• **任务要求**
自含有“Note: for this drill we locate the chrome ford”的一行起，至含有“Note: for this drill we locate the police”的一行止，逐字引录下方数据中的各行，首尾两行均须包括在内；答案中不得包含图片。

• **原始数据**

----

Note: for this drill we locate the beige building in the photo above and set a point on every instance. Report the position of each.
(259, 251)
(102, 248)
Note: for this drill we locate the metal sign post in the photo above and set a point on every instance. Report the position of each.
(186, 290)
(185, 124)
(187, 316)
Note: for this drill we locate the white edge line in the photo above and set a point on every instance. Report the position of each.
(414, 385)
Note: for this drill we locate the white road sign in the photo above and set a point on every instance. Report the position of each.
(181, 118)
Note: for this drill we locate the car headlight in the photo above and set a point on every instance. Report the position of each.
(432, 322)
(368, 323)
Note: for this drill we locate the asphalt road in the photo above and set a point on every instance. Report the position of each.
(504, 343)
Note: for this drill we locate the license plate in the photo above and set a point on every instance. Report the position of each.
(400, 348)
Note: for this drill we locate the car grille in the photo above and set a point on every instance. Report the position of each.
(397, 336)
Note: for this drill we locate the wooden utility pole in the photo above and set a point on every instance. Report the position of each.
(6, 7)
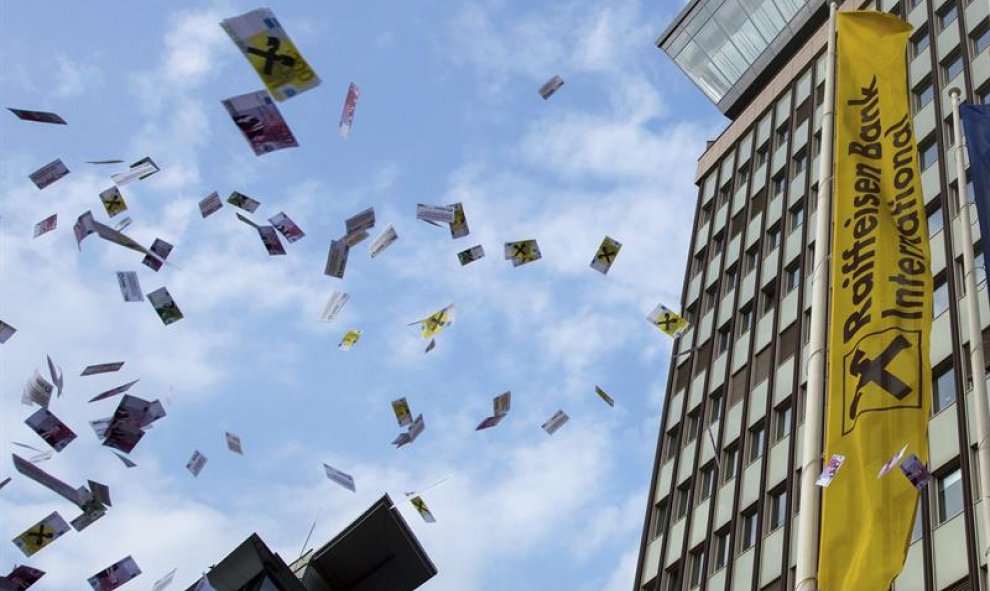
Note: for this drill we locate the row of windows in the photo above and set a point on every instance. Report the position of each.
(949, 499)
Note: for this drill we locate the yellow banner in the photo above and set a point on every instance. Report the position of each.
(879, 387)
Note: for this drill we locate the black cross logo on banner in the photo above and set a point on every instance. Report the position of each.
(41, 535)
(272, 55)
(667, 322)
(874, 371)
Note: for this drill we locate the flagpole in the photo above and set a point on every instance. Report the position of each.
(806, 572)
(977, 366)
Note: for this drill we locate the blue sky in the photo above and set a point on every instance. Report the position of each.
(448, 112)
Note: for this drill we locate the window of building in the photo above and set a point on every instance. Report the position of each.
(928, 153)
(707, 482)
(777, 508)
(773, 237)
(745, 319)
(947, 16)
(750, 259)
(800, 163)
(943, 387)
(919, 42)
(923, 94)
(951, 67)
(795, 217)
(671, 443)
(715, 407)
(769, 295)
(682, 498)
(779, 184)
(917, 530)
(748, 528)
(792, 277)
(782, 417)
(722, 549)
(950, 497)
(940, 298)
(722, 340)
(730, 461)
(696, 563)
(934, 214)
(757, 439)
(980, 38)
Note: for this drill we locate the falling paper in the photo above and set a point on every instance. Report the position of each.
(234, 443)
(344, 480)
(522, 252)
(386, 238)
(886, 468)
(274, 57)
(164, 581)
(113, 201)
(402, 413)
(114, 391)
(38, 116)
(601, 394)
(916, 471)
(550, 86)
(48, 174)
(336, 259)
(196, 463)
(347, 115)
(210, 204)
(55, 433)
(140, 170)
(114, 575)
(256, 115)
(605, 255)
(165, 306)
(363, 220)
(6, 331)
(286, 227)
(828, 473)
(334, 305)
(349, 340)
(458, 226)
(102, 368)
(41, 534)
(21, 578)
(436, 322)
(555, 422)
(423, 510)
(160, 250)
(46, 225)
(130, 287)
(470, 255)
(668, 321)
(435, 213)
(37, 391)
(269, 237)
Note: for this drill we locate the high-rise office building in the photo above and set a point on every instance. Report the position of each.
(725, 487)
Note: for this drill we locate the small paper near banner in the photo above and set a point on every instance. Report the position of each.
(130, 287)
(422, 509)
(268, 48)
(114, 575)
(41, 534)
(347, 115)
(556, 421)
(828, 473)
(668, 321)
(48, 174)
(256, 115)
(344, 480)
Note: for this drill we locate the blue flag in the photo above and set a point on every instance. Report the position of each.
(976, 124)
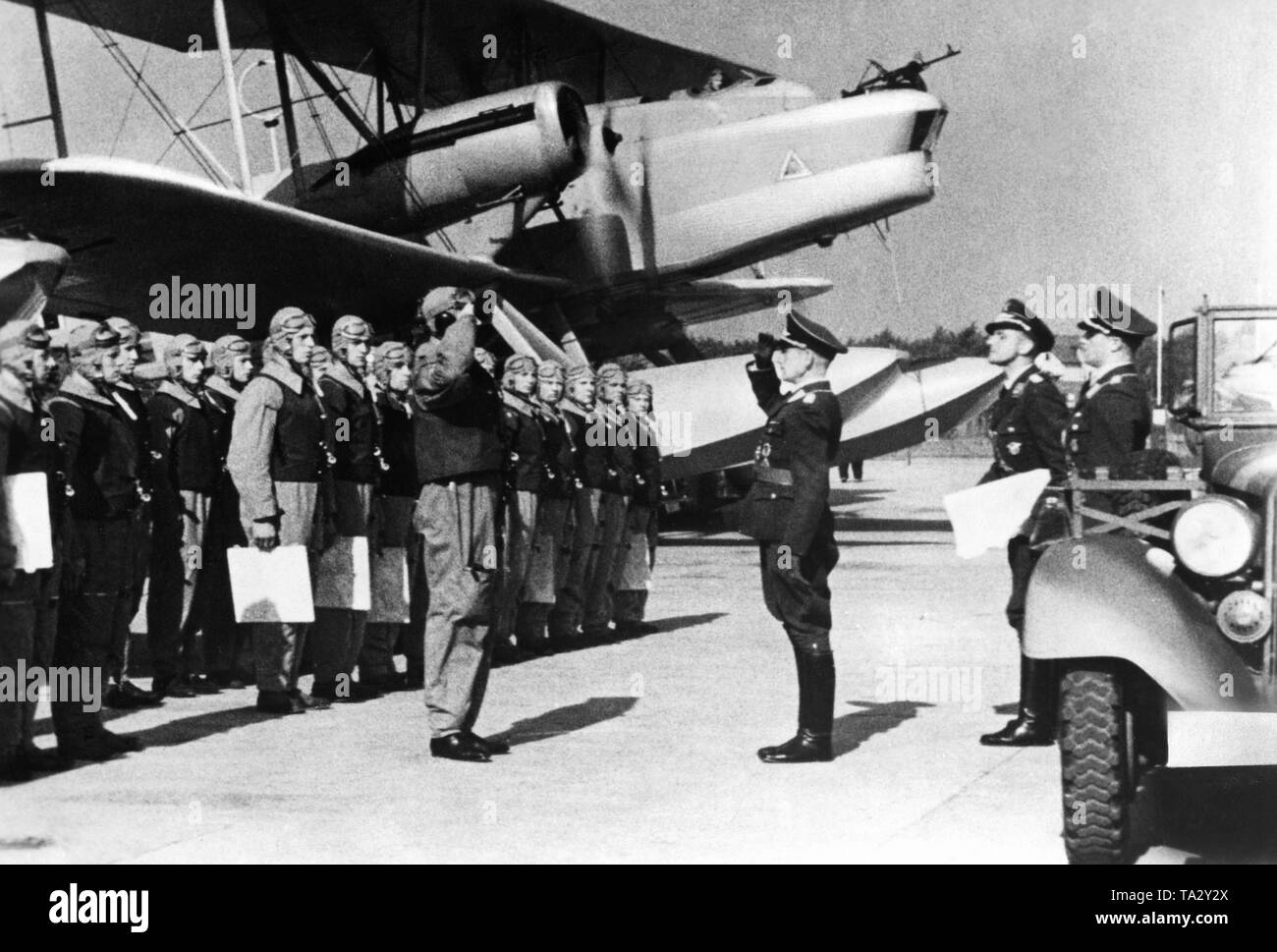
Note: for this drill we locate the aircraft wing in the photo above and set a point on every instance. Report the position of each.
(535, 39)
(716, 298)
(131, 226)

----

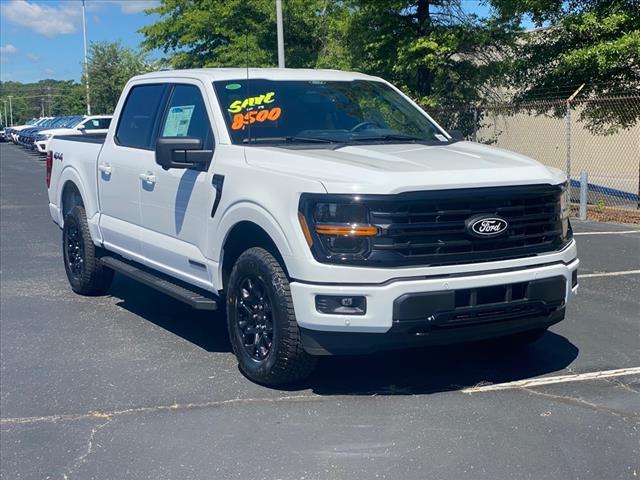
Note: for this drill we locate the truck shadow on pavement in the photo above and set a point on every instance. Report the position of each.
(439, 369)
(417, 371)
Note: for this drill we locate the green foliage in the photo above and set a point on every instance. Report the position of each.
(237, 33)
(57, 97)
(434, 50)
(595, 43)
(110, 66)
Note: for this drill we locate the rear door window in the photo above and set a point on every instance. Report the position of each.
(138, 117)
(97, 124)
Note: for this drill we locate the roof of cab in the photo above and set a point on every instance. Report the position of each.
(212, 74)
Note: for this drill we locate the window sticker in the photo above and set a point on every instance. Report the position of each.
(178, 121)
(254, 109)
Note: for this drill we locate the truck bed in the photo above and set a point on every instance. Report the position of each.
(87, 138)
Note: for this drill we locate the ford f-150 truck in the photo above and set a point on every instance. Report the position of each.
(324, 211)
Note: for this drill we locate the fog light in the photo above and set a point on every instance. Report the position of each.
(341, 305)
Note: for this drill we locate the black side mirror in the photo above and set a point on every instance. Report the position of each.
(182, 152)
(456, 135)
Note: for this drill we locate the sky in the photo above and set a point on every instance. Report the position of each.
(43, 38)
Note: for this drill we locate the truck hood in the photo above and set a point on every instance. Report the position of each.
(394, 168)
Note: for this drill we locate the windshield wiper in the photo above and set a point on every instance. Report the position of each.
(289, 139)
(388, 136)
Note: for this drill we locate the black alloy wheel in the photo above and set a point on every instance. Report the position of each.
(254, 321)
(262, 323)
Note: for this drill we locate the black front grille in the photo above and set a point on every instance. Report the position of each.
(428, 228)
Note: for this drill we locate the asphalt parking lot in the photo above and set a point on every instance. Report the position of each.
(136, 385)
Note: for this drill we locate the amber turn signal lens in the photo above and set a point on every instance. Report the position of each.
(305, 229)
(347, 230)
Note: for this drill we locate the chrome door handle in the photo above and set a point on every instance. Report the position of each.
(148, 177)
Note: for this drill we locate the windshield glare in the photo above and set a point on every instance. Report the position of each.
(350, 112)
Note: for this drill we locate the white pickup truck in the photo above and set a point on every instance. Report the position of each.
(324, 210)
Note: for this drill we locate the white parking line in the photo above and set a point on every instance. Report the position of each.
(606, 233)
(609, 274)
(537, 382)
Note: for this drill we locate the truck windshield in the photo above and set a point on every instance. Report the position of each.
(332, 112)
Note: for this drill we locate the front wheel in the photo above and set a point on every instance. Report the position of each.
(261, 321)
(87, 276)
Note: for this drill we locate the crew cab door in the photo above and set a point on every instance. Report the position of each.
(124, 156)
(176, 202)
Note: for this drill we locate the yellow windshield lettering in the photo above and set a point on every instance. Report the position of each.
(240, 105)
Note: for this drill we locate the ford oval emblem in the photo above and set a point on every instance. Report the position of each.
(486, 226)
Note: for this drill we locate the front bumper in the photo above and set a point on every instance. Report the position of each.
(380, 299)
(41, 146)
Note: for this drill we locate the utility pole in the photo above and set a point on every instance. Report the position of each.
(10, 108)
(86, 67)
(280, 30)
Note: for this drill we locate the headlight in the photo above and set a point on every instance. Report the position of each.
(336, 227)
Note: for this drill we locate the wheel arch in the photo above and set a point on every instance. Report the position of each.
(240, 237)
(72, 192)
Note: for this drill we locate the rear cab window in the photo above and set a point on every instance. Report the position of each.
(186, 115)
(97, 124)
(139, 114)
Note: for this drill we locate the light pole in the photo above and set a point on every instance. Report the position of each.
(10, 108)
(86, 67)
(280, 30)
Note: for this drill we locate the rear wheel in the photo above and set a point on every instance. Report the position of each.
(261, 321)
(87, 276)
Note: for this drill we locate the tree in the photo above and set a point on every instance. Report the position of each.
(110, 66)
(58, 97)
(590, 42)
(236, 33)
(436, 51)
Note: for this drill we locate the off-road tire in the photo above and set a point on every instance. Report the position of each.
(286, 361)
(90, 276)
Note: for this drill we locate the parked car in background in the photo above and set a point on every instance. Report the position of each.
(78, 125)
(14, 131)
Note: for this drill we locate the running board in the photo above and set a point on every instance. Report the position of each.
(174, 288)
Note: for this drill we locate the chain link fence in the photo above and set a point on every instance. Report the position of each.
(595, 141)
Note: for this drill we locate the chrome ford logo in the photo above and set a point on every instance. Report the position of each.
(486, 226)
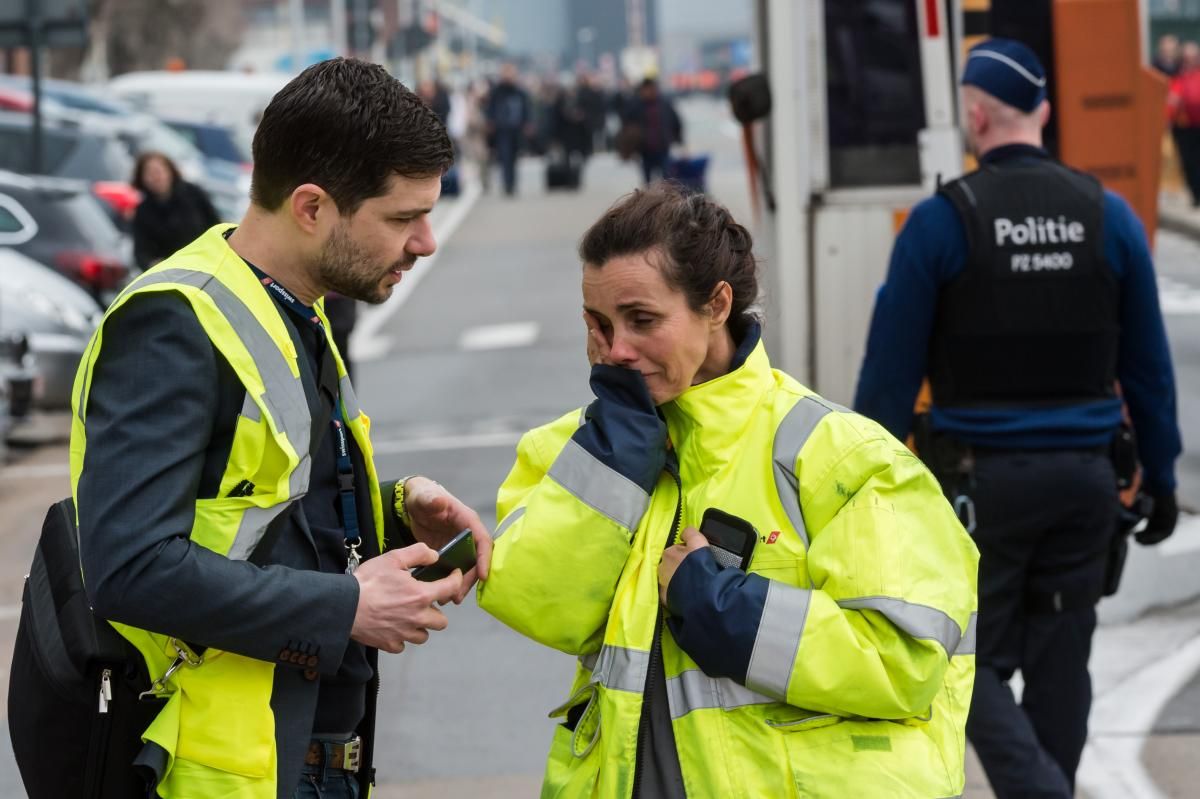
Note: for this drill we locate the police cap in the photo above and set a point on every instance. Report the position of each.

----

• **答案如下**
Note: for this drill we locate the chrome ford logo in the photo above and set a point on every instance. Report the position of each.
(486, 226)
Note: for this drill we locate the police cap in the photo above and set a point on every instance. Report the position of each.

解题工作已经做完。